Using the targeting properties of natural viruses, non-pathogenic virus-like nanoparticles can be synthesized for the targeted delivery of gene cargoes. This work by Professor Wei Qi and his team members was published online in the internationally renowned academic journal Angewandte Chemie-International Edition and the article was selected as the Inside Cover. 

Virus can be regarded as nanoparticles co-assembled by nucleic acids and proteins. Due to the unique structure of envelope protein, viruses can bind to the receptors of host cell, achieving infection of specific cells and delivering genetic cargo across the membrane barriers. Inspired by this, non-pathogenic and specifically targeted nanoparticle with the ability to enclose genetic cargos, can be obtained by mimicking viral functional proteins.

### Excerpted data

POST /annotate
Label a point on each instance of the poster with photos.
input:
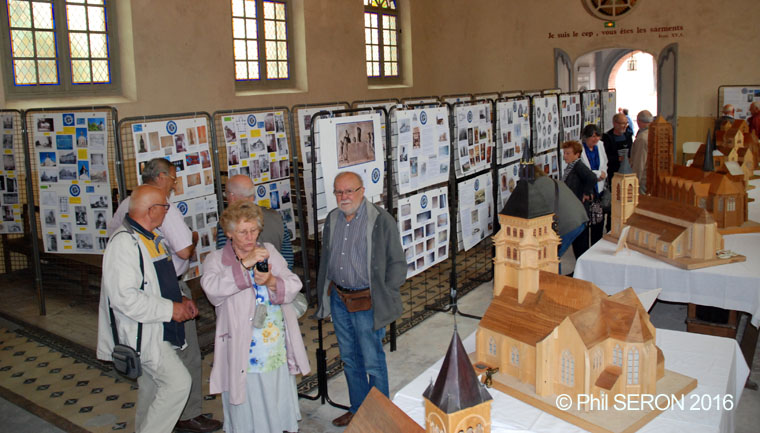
(592, 110)
(10, 205)
(75, 190)
(474, 141)
(513, 119)
(476, 212)
(350, 144)
(508, 177)
(422, 154)
(570, 110)
(546, 122)
(200, 216)
(185, 143)
(276, 195)
(423, 223)
(609, 104)
(308, 152)
(257, 145)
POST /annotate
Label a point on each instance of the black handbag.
(126, 360)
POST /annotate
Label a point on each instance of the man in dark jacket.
(361, 256)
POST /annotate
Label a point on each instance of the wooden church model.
(548, 334)
(722, 193)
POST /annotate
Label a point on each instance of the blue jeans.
(361, 349)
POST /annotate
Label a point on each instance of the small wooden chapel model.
(721, 192)
(549, 334)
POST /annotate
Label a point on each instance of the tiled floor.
(417, 349)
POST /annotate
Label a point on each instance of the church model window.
(617, 356)
(568, 369)
(633, 367)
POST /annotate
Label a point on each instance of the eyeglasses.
(348, 192)
(165, 206)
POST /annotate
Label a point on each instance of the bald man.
(361, 258)
(140, 285)
(241, 187)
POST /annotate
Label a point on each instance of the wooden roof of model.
(682, 211)
(538, 315)
(619, 316)
(457, 386)
(666, 231)
(377, 414)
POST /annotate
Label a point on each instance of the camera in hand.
(262, 266)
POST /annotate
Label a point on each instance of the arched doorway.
(632, 73)
(634, 77)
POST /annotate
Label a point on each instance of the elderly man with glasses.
(140, 287)
(162, 174)
(361, 270)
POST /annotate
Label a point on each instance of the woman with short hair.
(258, 346)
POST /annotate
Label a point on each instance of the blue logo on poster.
(171, 127)
(74, 190)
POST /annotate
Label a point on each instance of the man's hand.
(192, 309)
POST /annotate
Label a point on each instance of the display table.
(715, 362)
(734, 286)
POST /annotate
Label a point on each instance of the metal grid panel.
(81, 270)
(12, 260)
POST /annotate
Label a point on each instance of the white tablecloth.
(716, 362)
(735, 286)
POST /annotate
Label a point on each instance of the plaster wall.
(178, 54)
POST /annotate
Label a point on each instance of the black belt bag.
(355, 300)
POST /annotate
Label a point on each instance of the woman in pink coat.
(258, 346)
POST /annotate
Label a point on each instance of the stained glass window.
(260, 40)
(33, 42)
(88, 41)
(381, 38)
(57, 43)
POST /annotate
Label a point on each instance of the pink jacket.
(229, 288)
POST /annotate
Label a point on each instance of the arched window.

### Required action A
Rework the nanoparticle passage from "Using the targeting" down to "viral functional proteins.", putting "coat protein" in place of "envelope protein".
### Required action B
According to the nanoparticle passage, in which journal was the work published?
### Required action C
Continue the nanoparticle passage from its final sentence.
The entries have no connection to the nanoparticle passage.

### Task output A
Using the targeting properties of natural viruses, non-pathogenic virus-like nanoparticles can be synthesized for the targeted delivery of gene cargoes. This work by Professor Wei Qi and his team members was published online in the internationally renowned academic journal Angewandte Chemie-International Edition and the article was selected as the Inside Cover. 

Virus can be regarded as nanoparticles co-assembled by nucleic acids and proteins. Due to the unique structure of coat protein, viruses can bind to the receptors of host cell, achieving infection of specific cells and delivering genetic cargo across the membrane barriers. Inspired by this, non-pathogenic and specifically targeted nanoparticle with the ability to enclose genetic cargos, can be obtained by mimicking viral functional proteins.

### Task output B
Angewandte Chemie-International Edition

### Task output C
Professor Wei Qi and his team members designed two viral peptides with cell/nucleus targeting capabilities by mimicking the human immunodeficiency virus (HIV) third loop (V3) peptide and simian virus 40 (SV40) large T antigen protein nuclear localization sequences (NLS). The two peptides could co-assemble into peptidyl viral-like nanoparticles (pVLPs) which could enclose the genetic cargo with excellent cell targeting ability. The pVLPs can serve as ‘Trojan Horse’ to penetrate the cellular membrane and deliver the genetic cargos into the nucleus through the viral entry route. The results provide a promising pathway for the targeted gene therapy for virus-related diseases. The paper entitled "Rationally Designed Peptidyl Virus-Like Particles Enable Targeted Delivery of Genetic Cargoes", can be found at https://onlinelibrary.wiley.com/doi/abs/10.1002/anie.201805868. The first author of this paper is Kong Jia, a Ph.D. student in the Lab of Enzyme Engineering and Technology, School of Chemical Engineering and Technology in Tianjin University. Dr. Yuefei Wang and Professor Wei Qi are the co-corresponding authors.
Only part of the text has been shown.